## INFORMATION SUPPLIED
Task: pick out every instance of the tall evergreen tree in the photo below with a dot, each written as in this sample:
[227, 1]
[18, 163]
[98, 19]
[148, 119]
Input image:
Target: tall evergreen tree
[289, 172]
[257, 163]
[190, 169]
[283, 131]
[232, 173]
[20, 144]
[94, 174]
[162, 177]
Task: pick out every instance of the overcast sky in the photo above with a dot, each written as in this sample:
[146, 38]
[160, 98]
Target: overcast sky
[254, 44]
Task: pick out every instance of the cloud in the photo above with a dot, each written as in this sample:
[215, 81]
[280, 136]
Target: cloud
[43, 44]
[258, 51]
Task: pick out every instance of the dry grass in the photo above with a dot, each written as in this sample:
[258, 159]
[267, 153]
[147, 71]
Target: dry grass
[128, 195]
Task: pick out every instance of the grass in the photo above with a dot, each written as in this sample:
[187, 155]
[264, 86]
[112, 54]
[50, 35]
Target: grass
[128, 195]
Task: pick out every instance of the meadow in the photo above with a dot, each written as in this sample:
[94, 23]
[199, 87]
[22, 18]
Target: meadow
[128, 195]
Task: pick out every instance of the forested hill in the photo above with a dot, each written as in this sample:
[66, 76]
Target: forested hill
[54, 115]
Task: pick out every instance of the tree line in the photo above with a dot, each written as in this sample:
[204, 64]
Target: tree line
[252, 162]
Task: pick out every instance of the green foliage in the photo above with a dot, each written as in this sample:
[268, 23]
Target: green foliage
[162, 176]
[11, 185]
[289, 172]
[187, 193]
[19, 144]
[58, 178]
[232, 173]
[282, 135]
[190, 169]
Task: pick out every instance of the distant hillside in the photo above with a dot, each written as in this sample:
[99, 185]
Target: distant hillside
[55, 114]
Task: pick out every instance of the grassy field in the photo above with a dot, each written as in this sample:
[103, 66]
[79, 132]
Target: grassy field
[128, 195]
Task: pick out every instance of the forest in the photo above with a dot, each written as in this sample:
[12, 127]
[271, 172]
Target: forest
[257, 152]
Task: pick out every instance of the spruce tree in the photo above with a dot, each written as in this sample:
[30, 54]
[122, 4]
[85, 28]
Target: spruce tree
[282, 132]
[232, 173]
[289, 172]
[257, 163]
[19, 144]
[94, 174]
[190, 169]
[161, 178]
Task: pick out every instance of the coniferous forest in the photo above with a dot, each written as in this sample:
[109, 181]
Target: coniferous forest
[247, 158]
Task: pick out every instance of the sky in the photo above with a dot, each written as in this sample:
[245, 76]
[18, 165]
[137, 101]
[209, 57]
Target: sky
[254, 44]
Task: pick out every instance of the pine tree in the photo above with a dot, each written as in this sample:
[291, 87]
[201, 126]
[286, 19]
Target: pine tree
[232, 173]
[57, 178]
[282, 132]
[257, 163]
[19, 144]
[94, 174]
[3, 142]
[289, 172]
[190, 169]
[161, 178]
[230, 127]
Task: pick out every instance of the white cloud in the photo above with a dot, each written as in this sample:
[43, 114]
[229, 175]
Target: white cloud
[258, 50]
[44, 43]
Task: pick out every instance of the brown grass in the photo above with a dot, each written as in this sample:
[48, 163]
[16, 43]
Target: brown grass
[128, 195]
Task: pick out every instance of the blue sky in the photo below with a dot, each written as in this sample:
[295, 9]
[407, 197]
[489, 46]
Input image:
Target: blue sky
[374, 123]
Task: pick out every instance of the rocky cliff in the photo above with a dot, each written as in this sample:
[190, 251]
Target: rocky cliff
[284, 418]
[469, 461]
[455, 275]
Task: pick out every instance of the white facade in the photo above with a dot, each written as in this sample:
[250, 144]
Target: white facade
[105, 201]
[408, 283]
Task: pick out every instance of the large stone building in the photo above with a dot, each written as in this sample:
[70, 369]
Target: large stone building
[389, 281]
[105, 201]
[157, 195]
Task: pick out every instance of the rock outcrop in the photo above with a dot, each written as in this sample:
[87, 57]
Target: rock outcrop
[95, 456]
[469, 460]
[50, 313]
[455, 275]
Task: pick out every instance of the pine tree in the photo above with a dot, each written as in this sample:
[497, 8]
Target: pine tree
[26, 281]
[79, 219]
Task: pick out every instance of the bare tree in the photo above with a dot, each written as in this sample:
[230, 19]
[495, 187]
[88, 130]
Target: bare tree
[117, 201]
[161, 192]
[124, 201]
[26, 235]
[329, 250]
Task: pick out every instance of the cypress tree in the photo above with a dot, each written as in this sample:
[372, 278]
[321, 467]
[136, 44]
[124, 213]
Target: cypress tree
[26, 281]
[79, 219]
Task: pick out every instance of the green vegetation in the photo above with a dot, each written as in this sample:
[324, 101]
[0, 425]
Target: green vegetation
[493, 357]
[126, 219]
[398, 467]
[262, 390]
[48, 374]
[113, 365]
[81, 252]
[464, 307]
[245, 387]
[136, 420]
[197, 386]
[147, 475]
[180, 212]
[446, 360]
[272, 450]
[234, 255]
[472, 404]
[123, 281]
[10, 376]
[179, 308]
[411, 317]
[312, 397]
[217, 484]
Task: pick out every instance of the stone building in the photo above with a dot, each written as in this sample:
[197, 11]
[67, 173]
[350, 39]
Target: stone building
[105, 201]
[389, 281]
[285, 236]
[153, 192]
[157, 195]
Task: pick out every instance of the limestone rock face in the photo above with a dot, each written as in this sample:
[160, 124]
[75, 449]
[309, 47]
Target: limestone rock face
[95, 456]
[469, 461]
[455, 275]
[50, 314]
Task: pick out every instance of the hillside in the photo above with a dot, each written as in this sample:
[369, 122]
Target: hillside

## EXERCISE INSTRUCTIONS
Copy out each line of the records above that includes "below".

## SOLUTION
Task: pick out every instance of the tall evergreen tree in the photo below with a dot, each written as in this sample:
Task: pick out every instance of the blue sky in the photo below with a dot, each written as in this sample:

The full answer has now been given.